Point-per-instance localization data:

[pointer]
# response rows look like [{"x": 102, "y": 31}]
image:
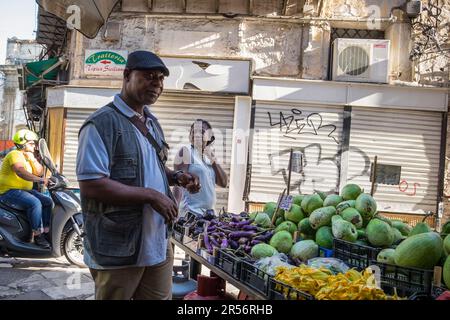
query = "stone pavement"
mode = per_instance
[{"x": 44, "y": 279}]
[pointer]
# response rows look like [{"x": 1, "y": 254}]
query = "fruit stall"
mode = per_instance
[{"x": 321, "y": 247}]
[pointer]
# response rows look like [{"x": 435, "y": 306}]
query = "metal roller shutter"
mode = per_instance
[
  {"x": 410, "y": 139},
  {"x": 176, "y": 112},
  {"x": 314, "y": 130}
]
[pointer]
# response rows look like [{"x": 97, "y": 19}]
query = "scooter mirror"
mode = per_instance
[{"x": 46, "y": 157}]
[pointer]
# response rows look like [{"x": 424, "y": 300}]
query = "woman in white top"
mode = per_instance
[{"x": 199, "y": 158}]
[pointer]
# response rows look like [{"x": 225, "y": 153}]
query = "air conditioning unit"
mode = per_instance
[{"x": 361, "y": 60}]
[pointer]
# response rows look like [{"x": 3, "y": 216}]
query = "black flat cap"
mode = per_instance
[{"x": 146, "y": 60}]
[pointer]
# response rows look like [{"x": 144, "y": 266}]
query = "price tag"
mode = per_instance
[{"x": 286, "y": 202}]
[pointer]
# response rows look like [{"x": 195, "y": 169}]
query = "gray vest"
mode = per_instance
[{"x": 113, "y": 233}]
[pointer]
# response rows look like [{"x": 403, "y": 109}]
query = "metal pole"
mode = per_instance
[{"x": 374, "y": 175}]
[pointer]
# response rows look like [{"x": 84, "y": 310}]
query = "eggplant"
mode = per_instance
[
  {"x": 234, "y": 244},
  {"x": 250, "y": 228},
  {"x": 224, "y": 243},
  {"x": 243, "y": 241},
  {"x": 214, "y": 242},
  {"x": 243, "y": 223}
]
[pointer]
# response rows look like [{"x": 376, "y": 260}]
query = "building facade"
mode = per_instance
[
  {"x": 12, "y": 116},
  {"x": 266, "y": 74}
]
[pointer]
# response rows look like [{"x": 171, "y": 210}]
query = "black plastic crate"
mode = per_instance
[
  {"x": 408, "y": 282},
  {"x": 228, "y": 263},
  {"x": 326, "y": 253},
  {"x": 281, "y": 291},
  {"x": 355, "y": 255},
  {"x": 255, "y": 278}
]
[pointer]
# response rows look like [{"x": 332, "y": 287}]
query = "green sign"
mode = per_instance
[
  {"x": 105, "y": 62},
  {"x": 106, "y": 55}
]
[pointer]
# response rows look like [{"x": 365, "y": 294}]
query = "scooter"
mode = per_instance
[{"x": 66, "y": 223}]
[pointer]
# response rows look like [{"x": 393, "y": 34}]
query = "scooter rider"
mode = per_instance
[{"x": 19, "y": 170}]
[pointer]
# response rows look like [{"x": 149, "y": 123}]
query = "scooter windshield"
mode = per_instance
[{"x": 46, "y": 157}]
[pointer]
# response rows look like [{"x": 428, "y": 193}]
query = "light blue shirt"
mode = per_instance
[{"x": 93, "y": 163}]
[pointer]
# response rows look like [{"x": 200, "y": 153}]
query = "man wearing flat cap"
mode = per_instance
[{"x": 127, "y": 204}]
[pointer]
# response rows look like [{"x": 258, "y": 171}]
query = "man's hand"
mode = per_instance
[
  {"x": 165, "y": 206},
  {"x": 190, "y": 182}
]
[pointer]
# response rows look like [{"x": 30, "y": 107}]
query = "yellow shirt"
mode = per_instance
[{"x": 8, "y": 178}]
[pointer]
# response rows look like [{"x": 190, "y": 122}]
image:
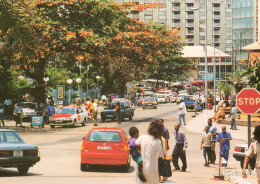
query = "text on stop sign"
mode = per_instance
[{"x": 248, "y": 101}]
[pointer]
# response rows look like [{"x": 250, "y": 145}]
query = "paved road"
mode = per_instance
[{"x": 60, "y": 155}]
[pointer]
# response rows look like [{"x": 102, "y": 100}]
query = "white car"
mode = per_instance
[
  {"x": 69, "y": 116},
  {"x": 161, "y": 99}
]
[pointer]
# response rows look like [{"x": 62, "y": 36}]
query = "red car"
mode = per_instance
[{"x": 105, "y": 146}]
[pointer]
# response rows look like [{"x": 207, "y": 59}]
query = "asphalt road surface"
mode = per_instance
[{"x": 60, "y": 154}]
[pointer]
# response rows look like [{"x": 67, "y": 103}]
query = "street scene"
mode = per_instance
[{"x": 127, "y": 92}]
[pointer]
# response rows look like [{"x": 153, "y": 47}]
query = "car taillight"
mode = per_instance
[
  {"x": 239, "y": 149},
  {"x": 5, "y": 153},
  {"x": 123, "y": 147},
  {"x": 31, "y": 152},
  {"x": 84, "y": 147}
]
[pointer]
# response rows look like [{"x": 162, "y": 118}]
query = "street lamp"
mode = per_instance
[
  {"x": 97, "y": 77},
  {"x": 78, "y": 80},
  {"x": 69, "y": 81}
]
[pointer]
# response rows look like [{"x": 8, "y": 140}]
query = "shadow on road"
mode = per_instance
[
  {"x": 109, "y": 169},
  {"x": 11, "y": 173}
]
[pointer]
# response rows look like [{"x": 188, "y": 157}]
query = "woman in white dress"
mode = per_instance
[{"x": 151, "y": 150}]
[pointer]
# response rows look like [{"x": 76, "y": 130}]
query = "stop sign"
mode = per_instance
[{"x": 248, "y": 101}]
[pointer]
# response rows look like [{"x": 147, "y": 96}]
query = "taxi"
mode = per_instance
[
  {"x": 105, "y": 146},
  {"x": 69, "y": 116}
]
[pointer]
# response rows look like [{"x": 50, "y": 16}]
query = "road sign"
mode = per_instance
[
  {"x": 202, "y": 72},
  {"x": 248, "y": 101},
  {"x": 210, "y": 76}
]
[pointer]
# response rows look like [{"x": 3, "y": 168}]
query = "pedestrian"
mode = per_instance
[
  {"x": 136, "y": 155},
  {"x": 206, "y": 145},
  {"x": 151, "y": 150},
  {"x": 254, "y": 151},
  {"x": 8, "y": 107},
  {"x": 179, "y": 150},
  {"x": 86, "y": 104},
  {"x": 165, "y": 140},
  {"x": 214, "y": 132},
  {"x": 78, "y": 101},
  {"x": 210, "y": 102},
  {"x": 224, "y": 138},
  {"x": 18, "y": 111},
  {"x": 65, "y": 102},
  {"x": 2, "y": 110},
  {"x": 95, "y": 111},
  {"x": 182, "y": 112},
  {"x": 233, "y": 115},
  {"x": 118, "y": 112},
  {"x": 50, "y": 109}
]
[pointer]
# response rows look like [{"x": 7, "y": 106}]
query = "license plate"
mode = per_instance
[
  {"x": 18, "y": 153},
  {"x": 104, "y": 147}
]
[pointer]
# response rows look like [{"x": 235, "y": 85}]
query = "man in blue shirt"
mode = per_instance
[
  {"x": 179, "y": 150},
  {"x": 214, "y": 132},
  {"x": 224, "y": 138}
]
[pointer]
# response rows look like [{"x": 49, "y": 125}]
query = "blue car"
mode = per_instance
[{"x": 14, "y": 152}]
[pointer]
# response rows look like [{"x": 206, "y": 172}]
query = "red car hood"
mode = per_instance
[
  {"x": 61, "y": 115},
  {"x": 149, "y": 102}
]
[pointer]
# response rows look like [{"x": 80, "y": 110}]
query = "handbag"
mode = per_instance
[{"x": 164, "y": 166}]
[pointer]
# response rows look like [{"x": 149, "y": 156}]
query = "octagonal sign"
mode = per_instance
[{"x": 248, "y": 101}]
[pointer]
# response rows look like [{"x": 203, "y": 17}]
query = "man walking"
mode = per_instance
[
  {"x": 182, "y": 112},
  {"x": 179, "y": 150},
  {"x": 224, "y": 138},
  {"x": 214, "y": 132},
  {"x": 95, "y": 112},
  {"x": 233, "y": 115}
]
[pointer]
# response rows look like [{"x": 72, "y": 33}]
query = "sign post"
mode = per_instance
[{"x": 248, "y": 102}]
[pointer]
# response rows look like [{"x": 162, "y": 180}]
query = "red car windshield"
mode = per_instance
[
  {"x": 66, "y": 111},
  {"x": 104, "y": 137}
]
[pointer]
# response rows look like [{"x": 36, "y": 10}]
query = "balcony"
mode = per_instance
[
  {"x": 190, "y": 32},
  {"x": 176, "y": 8},
  {"x": 176, "y": 16},
  {"x": 176, "y": 25},
  {"x": 190, "y": 24},
  {"x": 190, "y": 40},
  {"x": 216, "y": 24},
  {"x": 216, "y": 32},
  {"x": 189, "y": 16},
  {"x": 217, "y": 8}
]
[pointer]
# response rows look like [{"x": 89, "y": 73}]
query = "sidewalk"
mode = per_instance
[{"x": 198, "y": 123}]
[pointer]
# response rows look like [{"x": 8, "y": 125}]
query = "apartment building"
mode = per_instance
[{"x": 245, "y": 29}]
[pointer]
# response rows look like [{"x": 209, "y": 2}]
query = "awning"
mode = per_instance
[{"x": 253, "y": 46}]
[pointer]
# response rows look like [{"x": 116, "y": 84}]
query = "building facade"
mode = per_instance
[{"x": 245, "y": 29}]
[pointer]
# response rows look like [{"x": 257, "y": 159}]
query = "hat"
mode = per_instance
[{"x": 257, "y": 130}]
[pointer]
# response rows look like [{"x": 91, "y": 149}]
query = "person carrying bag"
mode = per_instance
[{"x": 164, "y": 165}]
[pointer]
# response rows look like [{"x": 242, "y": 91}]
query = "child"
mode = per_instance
[
  {"x": 206, "y": 145},
  {"x": 134, "y": 133}
]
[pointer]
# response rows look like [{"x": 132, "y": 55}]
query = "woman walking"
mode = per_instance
[{"x": 151, "y": 150}]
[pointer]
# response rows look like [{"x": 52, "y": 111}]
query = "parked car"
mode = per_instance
[
  {"x": 69, "y": 116},
  {"x": 189, "y": 102},
  {"x": 179, "y": 98},
  {"x": 239, "y": 155},
  {"x": 29, "y": 110},
  {"x": 173, "y": 96},
  {"x": 14, "y": 152},
  {"x": 105, "y": 146},
  {"x": 109, "y": 112},
  {"x": 149, "y": 102},
  {"x": 161, "y": 99}
]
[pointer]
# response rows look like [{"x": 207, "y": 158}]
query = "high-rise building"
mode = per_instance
[{"x": 245, "y": 29}]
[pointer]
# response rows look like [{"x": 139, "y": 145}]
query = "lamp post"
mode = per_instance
[
  {"x": 78, "y": 80},
  {"x": 69, "y": 81},
  {"x": 97, "y": 77}
]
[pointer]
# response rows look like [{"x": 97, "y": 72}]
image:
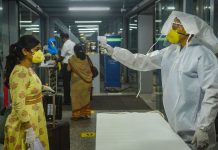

HOW TO COMPLETE THIS TASK —
Scan the records above for the word "scooter". Copy each line that has it.

ANSWER SPACE —
query = "scooter mirror"
query = "scooter"
query = "scooter rider"
query = "scooter windshield"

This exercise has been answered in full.